■ BRANO RIPORTATO ■

::::::::::

Dal 29 gennaio al 9 febbraio al Teatro Argentina Claudio Longhi porta in scena il premio Nobel Elias Canetti con LA COMMEDIA DELLA VANITÀ, grottesco e raffinato incubo distopico in cui un governo totalitario mette fuori legge la “vanita”: tutti gli specchi sono banditi. Tra il clangore della folla invasata e il tintinnio degli specchi in frantumi si snoda la parabola di un’umanità brulicante che, giorno dopo giorno, conquista la propria sopravvivenza come può facendo i conti con la violenza del potere.
Uno spettacolo che vede in scena due musicisti, Renata Lacko e Sándor Radics, e ventitré attori – Fausto Russo Alesi, Donatella Allegro, Michele Dell’Utri, Simone Francia, Diana Manea, Eugenio Papalia, Aglaia Pappas, Franca Penone, Simone Tangolo, Jacopo Trebbi di cui tredici diplomati alla Scuola Iolanda Gazzerro di ERT Fondazione Rocco Ancarola, Simone Baroni, Giorgia Iolanda Barsotti, Oreste Leone Campagner, Giulio Germano Cervi, Brigida Cesareo, Elena Natucci, Marica Nicolai, Nicoletta Nobile, Martina Tinnirello, Cristiana Tramparulo, Giulia Trivero, Massimo Vazzana – per proporre al pubblico una delle opere meno conosciute ma più attuali di Elias Canetti.

::::::::::

■ MATERIALE MOSTRATO ■
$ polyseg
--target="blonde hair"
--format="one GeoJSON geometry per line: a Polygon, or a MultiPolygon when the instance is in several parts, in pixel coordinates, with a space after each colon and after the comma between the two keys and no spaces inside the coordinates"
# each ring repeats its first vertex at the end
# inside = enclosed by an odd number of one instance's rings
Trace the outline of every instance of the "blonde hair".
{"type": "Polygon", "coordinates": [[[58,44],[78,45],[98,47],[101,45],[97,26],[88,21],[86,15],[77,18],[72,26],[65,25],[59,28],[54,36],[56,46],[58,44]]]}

::::::::::

■ COMPITO ASSEGNATO ■
Elenca tutti gli attori dello spettacolo che nel brano riportato hanno come nome di battesimo Simone.

■ RISPOSTA AL COMPITO ■
Simone Francia, Simone Tangolo, Simone Baroni